EXERCISE GOAL:
Below are some records; retype all of them exactly.

Collection entries:
BEGIN
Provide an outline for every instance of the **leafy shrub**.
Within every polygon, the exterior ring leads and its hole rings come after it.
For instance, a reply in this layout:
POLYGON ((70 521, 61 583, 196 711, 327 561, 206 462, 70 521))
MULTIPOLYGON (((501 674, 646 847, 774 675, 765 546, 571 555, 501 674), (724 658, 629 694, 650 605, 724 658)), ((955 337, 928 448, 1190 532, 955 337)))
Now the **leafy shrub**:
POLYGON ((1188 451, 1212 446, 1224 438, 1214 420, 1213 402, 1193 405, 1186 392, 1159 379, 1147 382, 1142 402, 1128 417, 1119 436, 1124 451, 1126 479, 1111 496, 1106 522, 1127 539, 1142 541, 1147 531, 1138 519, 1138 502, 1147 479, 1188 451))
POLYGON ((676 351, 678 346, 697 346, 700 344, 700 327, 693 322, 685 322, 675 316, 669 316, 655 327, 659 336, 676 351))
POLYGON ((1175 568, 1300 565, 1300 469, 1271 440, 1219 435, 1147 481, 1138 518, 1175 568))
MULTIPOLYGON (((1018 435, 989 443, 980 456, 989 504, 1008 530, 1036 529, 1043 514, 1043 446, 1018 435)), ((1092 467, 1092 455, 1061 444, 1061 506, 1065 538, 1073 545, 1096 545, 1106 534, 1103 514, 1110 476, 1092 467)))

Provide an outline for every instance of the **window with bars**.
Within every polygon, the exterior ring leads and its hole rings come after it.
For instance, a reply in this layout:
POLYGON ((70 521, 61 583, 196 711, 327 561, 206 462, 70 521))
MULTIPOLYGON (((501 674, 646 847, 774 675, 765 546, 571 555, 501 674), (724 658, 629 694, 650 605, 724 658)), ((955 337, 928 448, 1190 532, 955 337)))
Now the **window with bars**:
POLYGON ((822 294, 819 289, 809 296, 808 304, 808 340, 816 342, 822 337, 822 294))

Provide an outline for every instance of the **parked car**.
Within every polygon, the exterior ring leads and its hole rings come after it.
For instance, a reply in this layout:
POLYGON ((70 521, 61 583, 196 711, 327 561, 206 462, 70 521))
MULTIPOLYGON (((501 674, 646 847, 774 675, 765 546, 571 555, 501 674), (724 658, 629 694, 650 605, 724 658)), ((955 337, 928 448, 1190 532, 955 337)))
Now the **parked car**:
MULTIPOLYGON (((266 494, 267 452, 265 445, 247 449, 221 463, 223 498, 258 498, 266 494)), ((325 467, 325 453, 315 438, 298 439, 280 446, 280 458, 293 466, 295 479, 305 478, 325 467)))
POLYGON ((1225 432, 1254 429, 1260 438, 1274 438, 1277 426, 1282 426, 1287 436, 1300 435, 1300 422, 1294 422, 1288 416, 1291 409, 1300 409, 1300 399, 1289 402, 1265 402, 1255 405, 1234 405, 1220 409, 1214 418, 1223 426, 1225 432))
END
RESULT BELOW:
Provide an outline for every instance of the **leafy shrub**.
Within every polygon, the exterior ring leads and its hole rings come after it.
For instance, a reply in this layout:
POLYGON ((70 521, 61 583, 196 711, 327 561, 206 462, 70 521))
MULTIPOLYGON (((501 674, 646 847, 774 675, 765 546, 571 555, 501 674), (724 658, 629 694, 650 605, 724 658)), ((955 337, 928 448, 1190 532, 955 337)))
Now the **leafy shrub**:
POLYGON ((1188 451, 1212 446, 1224 438, 1214 420, 1213 402, 1193 405, 1186 392, 1159 379, 1147 382, 1142 402, 1128 417, 1119 436, 1124 451, 1126 479, 1111 496, 1106 522, 1127 539, 1142 541, 1147 531, 1138 519, 1138 502, 1147 479, 1188 451))
POLYGON ((676 351, 678 346, 697 346, 700 344, 700 327, 693 322, 685 322, 675 316, 669 316, 655 327, 659 336, 676 351))
POLYGON ((1175 568, 1300 565, 1300 469, 1271 440, 1219 435, 1147 481, 1138 518, 1175 568))
MULTIPOLYGON (((1018 435, 989 443, 980 456, 989 504, 1008 530, 1036 529, 1043 514, 1043 446, 1018 435)), ((1092 467, 1092 455, 1061 444, 1061 506, 1065 538, 1073 545, 1096 545, 1106 534, 1103 514, 1110 476, 1092 467)))

Provide an outline for every instance of the **window with bars**.
Within every polygon, the exterior ring leads and its hole rings come after it.
For instance, a reply in this layout:
POLYGON ((70 521, 61 583, 196 711, 327 561, 206 462, 70 521))
MULTIPOLYGON (((501 674, 646 847, 774 675, 765 546, 571 555, 501 674), (724 658, 629 694, 650 605, 724 658)), ((955 337, 928 448, 1190 532, 955 337)))
Now the **window with bars**:
POLYGON ((822 294, 819 289, 809 296, 808 304, 808 340, 816 342, 822 337, 822 294))

Provide an outline for every instance of the **parked car**.
Within every polygon, the exterior ring leads and its hole rings come after it.
For instance, a reply in this layout:
POLYGON ((70 521, 61 583, 196 711, 327 561, 206 462, 70 521))
MULTIPOLYGON (((501 674, 646 847, 774 675, 765 546, 571 555, 501 674), (724 658, 629 694, 650 605, 724 658)), ((955 337, 928 448, 1190 532, 955 337)))
Now the **parked car**:
MULTIPOLYGON (((266 494, 267 452, 265 445, 247 449, 221 463, 223 498, 258 498, 266 494)), ((325 467, 325 453, 315 438, 298 439, 280 446, 280 458, 293 466, 295 479, 305 478, 325 467)))
POLYGON ((1225 432, 1254 429, 1260 438, 1274 438, 1277 426, 1282 426, 1287 436, 1300 435, 1300 422, 1294 422, 1288 416, 1291 409, 1300 409, 1300 399, 1289 402, 1265 402, 1255 405, 1234 405, 1220 409, 1214 418, 1223 426, 1225 432))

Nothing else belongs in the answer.